◆ **WRITTEN PROBLEM**
Report every line in the material below that contains the word "blue". Case counts.

Data listing:

+===+

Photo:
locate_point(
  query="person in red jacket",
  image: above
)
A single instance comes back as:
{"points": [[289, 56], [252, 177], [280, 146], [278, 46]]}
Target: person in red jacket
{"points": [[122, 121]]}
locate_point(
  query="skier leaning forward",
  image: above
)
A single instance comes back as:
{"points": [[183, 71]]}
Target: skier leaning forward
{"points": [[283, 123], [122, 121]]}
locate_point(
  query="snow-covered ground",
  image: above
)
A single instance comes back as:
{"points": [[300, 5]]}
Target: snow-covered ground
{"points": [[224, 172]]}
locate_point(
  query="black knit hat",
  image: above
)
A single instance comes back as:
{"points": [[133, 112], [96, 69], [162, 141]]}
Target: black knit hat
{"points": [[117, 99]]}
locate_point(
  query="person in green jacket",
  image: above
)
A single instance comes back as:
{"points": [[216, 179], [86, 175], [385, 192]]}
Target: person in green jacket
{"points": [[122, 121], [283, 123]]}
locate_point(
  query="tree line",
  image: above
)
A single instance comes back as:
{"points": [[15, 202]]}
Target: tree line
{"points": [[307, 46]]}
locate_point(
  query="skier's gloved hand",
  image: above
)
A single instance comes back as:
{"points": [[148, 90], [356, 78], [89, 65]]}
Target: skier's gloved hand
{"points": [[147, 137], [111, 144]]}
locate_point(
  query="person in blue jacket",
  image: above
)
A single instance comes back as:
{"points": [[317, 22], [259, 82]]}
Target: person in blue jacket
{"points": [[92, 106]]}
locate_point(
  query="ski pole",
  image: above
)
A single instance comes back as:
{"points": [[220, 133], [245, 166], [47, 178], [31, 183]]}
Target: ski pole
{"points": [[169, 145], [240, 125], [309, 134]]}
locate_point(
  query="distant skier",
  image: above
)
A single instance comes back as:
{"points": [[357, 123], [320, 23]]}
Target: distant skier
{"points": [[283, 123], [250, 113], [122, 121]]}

+===+

◆ **FINAL RESULT**
  query="person in blue jacket",
Target: person in blue jacket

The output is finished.